- [Task details]: Within the entries below, count the lines that hold the string "Annotate" and give only that number.

(Referring expression pointing data)

§ §

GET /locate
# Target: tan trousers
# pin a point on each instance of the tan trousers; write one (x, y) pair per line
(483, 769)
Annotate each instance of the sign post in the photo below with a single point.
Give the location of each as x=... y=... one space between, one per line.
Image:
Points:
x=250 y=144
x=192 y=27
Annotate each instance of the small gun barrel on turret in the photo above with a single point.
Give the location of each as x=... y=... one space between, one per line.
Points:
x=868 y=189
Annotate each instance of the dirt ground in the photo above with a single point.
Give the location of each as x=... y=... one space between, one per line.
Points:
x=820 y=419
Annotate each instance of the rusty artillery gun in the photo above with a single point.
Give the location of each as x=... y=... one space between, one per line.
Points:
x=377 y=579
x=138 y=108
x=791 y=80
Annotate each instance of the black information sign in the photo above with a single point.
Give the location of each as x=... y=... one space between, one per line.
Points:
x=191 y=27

§ §

- [Solution to the problem]: 5